-- Source records follows --

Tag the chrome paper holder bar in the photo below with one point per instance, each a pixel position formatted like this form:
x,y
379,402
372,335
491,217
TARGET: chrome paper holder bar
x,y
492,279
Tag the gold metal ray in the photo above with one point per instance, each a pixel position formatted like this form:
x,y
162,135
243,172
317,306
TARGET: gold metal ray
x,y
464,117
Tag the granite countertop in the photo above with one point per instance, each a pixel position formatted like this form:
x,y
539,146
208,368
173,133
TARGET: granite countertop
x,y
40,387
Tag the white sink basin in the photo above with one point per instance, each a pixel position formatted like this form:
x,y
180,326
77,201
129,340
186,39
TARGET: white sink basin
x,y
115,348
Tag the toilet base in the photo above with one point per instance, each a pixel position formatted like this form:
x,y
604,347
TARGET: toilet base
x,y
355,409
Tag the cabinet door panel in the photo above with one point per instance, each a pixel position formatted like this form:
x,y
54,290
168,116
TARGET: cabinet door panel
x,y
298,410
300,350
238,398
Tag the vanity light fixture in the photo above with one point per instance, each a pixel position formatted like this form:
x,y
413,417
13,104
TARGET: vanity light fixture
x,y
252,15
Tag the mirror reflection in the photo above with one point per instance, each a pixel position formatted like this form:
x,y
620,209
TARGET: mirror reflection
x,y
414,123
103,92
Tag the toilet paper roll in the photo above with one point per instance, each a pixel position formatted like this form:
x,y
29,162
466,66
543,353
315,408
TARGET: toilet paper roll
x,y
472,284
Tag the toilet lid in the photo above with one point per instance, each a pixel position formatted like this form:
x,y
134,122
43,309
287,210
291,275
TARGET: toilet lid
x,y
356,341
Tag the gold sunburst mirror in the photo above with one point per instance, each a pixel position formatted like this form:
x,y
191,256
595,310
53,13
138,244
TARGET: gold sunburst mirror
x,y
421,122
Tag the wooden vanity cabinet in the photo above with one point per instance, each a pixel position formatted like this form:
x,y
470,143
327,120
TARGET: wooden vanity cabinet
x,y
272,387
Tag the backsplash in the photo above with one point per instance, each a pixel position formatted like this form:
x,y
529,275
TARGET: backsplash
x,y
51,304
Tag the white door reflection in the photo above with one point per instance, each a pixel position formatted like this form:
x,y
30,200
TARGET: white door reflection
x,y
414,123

-- Source records concluded --

- **What the task asks**
In full and without error, restate the data.

- **Output for this task**
Tag the chrome paper holder bar in the photo below with one point per instance, each a pixel position formatted like this form:
x,y
379,402
372,335
491,217
TARGET: chrome paper holder bar
x,y
492,279
Tag the gold metal ray in the photo above with one point per instance, each a pixel position formatted like this form:
x,y
162,135
243,172
317,306
TARGET: gold metal ray
x,y
464,117
Tag the granite countertop in the photo above with one point per instance, each a pixel position formatted like this form:
x,y
539,146
208,368
173,133
TARGET: granite countertop
x,y
40,387
Tag the white sink basin in the photo above with one point per instance, each a pixel position formatted like this form:
x,y
180,326
77,201
129,340
186,39
TARGET: white sink basin
x,y
115,348
Tag the toilet base in the photo above with one point per instance, each a pixel position formatted like this form:
x,y
604,347
TARGET: toilet base
x,y
355,409
Tag the cabinet door panel in the photo above with one point per instance, each a pixel position formatted like this form:
x,y
54,290
168,116
TARGET: cabinet door panel
x,y
298,410
300,350
238,398
Tag the vanity light fixture in the photo above with one point per instance, each a pixel position formatted like this form:
x,y
413,417
13,104
TARGET: vanity light fixture
x,y
252,15
Tag the mirror reflection in the photo above with one point per instance, each a pixel position formatted like this form:
x,y
620,209
TARGET: mirror reflection
x,y
414,123
103,92
Tag the toilet paper roll in the photo above with one point per instance, each a pixel position formatted like this form:
x,y
29,162
466,66
543,353
315,408
TARGET: toilet paper roll
x,y
472,284
Tag the toilet lid in the photo above with one point per instance, each a pixel position formatted like this form:
x,y
134,122
43,309
287,210
291,275
TARGET: toilet lid
x,y
356,341
Tag the gold sunburst mirror in the photo above with one point per instance, each a pixel position formatted like this form:
x,y
191,256
595,310
53,13
138,244
TARGET: gold sunburst mirror
x,y
421,122
Tag the wooden vanity cabinet in the photo above with one point per instance, each a pixel position formatted like this form:
x,y
470,143
327,120
TARGET: wooden vanity cabinet
x,y
272,387
Tag the backsplash in the photo above with one point per instance, each a pixel position formatted like this form:
x,y
529,275
TARGET: backsplash
x,y
51,304
Tag the white door reflection in the photo above with one point per instance, each a pixel position formatted like this form:
x,y
30,200
TARGET: white door reflection
x,y
414,123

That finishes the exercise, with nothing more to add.